Write out the listing below exactly, and omit any images you find in it.
───── INPUT ROWS ─────
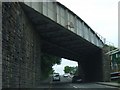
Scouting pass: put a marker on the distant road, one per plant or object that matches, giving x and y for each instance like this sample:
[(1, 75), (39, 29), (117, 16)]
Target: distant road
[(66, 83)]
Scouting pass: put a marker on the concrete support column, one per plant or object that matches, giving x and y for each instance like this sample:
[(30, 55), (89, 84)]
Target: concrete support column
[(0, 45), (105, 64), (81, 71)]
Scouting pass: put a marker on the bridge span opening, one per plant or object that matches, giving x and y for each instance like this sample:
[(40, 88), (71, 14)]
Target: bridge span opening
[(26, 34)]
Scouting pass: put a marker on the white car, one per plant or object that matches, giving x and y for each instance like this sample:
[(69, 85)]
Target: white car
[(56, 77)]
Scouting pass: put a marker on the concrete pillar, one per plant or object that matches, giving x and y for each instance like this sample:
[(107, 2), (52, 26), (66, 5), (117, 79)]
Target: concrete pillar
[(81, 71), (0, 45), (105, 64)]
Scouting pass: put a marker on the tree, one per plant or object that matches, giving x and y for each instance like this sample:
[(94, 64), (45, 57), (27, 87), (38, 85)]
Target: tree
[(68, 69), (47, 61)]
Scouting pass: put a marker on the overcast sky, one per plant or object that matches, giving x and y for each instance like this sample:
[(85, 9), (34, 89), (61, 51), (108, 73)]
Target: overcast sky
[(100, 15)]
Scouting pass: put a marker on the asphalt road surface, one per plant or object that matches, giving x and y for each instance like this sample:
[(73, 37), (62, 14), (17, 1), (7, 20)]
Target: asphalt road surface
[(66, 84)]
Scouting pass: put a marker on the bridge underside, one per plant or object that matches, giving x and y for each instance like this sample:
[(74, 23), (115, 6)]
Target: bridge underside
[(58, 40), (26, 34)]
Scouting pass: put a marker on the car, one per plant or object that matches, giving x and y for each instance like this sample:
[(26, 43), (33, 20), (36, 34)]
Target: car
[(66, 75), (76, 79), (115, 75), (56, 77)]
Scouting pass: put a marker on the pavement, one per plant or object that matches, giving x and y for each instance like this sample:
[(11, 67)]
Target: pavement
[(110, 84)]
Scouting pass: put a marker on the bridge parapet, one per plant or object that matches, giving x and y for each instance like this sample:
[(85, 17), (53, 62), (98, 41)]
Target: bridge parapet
─────
**FINISHED TASK**
Scouting pass: put a marker on the distant road, one per plant or object that matches, giving x and y for each instance like this sample:
[(1, 75), (39, 29), (117, 16)]
Target: distant road
[(66, 83)]
Scouting pass: put a marker on the concrete support column, one per plant or object that matches, giving x and y for each instance like this sample:
[(30, 55), (89, 84)]
Target: concrete support column
[(0, 45), (105, 64), (81, 71)]
Scouting pass: put a marker on the bridge span opening, one per plant or object that matches, giving x and y for each instance like this sample:
[(40, 88), (71, 14)]
Target: bridge span opening
[(26, 34)]
Scouting pass: put a marker on the white car, one per plant or object that matches, giving x and y for each instance like this sample:
[(69, 85)]
Target: white car
[(56, 77)]
Scouting pass: put a marker on the concrete pillar, one per plant or object that matches, giving x and y for each instance like this sample:
[(107, 2), (52, 26), (66, 5), (117, 79)]
Target: concrete pillar
[(81, 71), (0, 45), (105, 64)]
Scouting pass: put a marker on the tree, one per plant or object that matches, giving x and y for each instance like this sample:
[(94, 64), (45, 57), (27, 87), (38, 85)]
Target: tree
[(68, 69), (47, 61)]
Scouting pass: put a marker on the overcast sky, one per plant or object that matches, giving x and y for each instance like this sample:
[(85, 9), (34, 89), (61, 51), (108, 73)]
Target: overcast sky
[(100, 15)]
Scouting pass: put a marker on the asphalt road surface, one per plant or object that matches, giving x and y for each instance like this sample:
[(73, 37), (62, 14), (17, 1), (7, 20)]
Target: asphalt road surface
[(66, 84)]
Scouting pass: put a marker on the bridge underside, one per plant or object that matches, giving x and y for each instance like this sample:
[(74, 23), (115, 6)]
Target: bridge underside
[(58, 40), (26, 34)]
Scouting pass: put a marker on the car, one per plant or object that matches, giving x and y for each instance like this sample:
[(26, 43), (33, 20), (36, 34)]
Target: car
[(66, 75), (76, 79), (115, 75), (56, 77)]
Scouting pass: put a marker on the pavement, one per plant or object that matches, giving x and y for each instance like this sample:
[(11, 67)]
Target: pavement
[(110, 84)]
Scouting pass: put a marker on the bridge parapet, one per plant or object that matches, giving x and y for each instance like this sample:
[(85, 17), (53, 62), (98, 41)]
Target: bridge parapet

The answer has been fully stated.